## Exercise passage
☆ ☆ ☆ ☆ ☆

It is not surprising that in a group home, where staff changes are frequent and no ongoing training about autism occurs, an adult with autism would lose motivation.  The communication partners just don't play their part correctly and it becomes to hard to figure out how to communicate.  It is not surprising that after the excitement of initial courting is over, an adult with Asperger Syndrome would find it hard to engage in recreational conversation.  Communication occurs when there is a perfect alignment of linguistic ability and social motivations--this is true for all of us.   This alignment does not naturally occur very often for individuals with autism--when it does, we are often surprised by an unexpected word, phrase or entire story seemingly popping out from nowhere.  If we want children or adults with autism to keep communicating at their highest ability, we need to work to create motivating social situations.

Saturday, October 10, 2009

The Joy of Knowing Children with Autism

One myth that is commonly propagated in the general media is that a diagnosis of autism is the equivalent of losing a child to a fatal disease.  It may feel that way to a parent for a while, but I have yet to meet a parent who would trade their child in for another without autism.  Parents and anyone else who takes the time to get to know a child with autism will tell you that children with autism bring important gifts to families, schools, and communities.  I believe that this is because children with autism both exemplify and inspire human virtues in a unique way.
 
I fall in love with children who have autism in exactly the same way I fall in love with other people--by getting to know a unique, amazing human being and finding a genuine connection. But there is something, some quality that is common in many children who have autism that I find particularly attractive and enjoyable.  I feel like these children nudge me toward becoming a better person by making me look at the world differently and at myself in new ways.  In these children I find inspiration for being a little more courageous, persistent, honest, logical, sincere... the list goes on.

☆ ☆ ☆ ☆ ☆

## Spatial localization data

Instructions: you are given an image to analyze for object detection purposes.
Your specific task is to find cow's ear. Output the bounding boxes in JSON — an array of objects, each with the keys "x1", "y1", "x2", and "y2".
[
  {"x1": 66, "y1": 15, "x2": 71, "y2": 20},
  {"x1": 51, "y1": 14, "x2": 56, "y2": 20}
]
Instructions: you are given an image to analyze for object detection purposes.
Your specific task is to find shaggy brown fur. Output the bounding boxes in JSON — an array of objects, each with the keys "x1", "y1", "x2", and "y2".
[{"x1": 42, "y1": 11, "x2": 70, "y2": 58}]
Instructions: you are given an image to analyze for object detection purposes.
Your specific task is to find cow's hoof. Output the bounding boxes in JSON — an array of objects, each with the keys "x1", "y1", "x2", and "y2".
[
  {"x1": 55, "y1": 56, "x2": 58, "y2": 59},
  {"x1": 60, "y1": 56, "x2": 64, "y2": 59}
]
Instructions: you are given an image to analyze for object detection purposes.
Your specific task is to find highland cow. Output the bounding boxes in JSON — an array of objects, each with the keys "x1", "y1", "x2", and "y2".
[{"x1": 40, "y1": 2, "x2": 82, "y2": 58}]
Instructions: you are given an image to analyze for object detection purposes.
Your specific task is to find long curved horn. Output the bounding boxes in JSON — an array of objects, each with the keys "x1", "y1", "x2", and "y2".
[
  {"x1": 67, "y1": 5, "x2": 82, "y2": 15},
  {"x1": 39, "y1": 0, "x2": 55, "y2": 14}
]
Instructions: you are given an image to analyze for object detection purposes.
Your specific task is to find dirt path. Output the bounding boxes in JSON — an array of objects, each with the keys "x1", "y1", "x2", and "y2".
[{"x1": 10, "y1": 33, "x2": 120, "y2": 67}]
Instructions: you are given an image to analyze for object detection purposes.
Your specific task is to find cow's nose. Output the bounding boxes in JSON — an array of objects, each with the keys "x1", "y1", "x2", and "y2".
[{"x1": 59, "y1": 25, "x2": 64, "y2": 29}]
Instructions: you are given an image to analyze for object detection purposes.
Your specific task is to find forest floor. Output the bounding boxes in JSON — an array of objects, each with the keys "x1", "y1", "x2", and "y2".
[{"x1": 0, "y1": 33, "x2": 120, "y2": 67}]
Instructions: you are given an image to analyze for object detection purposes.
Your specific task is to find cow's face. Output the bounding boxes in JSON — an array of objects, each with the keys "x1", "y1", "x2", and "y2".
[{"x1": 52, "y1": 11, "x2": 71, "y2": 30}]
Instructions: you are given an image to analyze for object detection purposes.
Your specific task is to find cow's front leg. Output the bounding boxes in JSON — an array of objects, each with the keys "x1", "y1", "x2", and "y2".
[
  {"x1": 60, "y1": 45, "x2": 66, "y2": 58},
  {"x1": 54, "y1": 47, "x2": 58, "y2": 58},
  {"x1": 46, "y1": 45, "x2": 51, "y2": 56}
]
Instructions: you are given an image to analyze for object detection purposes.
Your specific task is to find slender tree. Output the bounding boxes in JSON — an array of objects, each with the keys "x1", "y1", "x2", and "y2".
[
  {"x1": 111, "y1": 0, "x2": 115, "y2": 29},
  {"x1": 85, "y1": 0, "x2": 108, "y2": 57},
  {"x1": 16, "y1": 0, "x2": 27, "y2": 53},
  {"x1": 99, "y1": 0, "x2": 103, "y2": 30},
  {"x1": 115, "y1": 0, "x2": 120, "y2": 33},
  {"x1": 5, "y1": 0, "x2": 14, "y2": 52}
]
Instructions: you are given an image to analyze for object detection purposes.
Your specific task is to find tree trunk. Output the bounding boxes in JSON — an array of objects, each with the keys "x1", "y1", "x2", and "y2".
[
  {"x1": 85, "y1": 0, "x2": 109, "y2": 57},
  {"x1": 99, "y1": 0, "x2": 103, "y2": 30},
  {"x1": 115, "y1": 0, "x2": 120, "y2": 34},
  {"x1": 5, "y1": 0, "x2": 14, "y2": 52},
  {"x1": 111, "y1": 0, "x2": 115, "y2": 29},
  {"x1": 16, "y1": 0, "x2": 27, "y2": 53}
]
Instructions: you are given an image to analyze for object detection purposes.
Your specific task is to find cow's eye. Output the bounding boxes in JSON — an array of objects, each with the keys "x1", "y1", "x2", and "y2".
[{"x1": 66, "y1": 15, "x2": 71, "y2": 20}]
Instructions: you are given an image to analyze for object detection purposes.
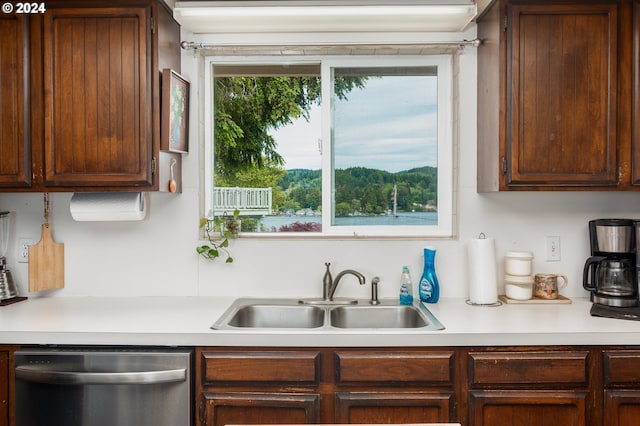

☆ ☆ ☆ ☆ ☆

## Work instruction 1
According to the passage about autism, what myth is commonly spread in the general media?
## Work instruction 2
Write a continuation of the passage about autism, starting after its final sentence.
The entries are separate material and have nothing to do with the passage about autism.

## Output 1
That a diagnosis of autism is the equivalent of losing a child to a fatal disease.

## Output 2
Virtues are gems of the human spirit that are evident in all human beings. It is not that virtues are missing in children who do not have autism .  Not at all.  But human virtues are demonstrated in unexpected ways in children who have autism and this draws my attention. Last week, working with a little boy for the third time, I was getting a little discouraged by how often he was moving away from me.  I was second guessing my choice of activities, my presentation of games, even the room we were playing in. Unexpectedly, this little boy backed into me and laid his head against my arm.  He can't yet tolerate looking at me face-to-face but he wanted me to know that he likes me. In this child I see the beauty of a sincere expression of affection.  

I understand better what it means to have courage when a mother this fall, tells me that her child has been doing amazingly well in Kindergarten despite the fact that he begged to stay home from school every day last year.  This year, he follows every routine and rule in school with such obvious effort that his teachers are delighted.  But when he comes home each day he literally tantrums for twenty minutes before falling asleep exhausted. In the afternoon, he often practices "school" in his pretend play. Then, the next day, he willingly gets on the bus to do it all again.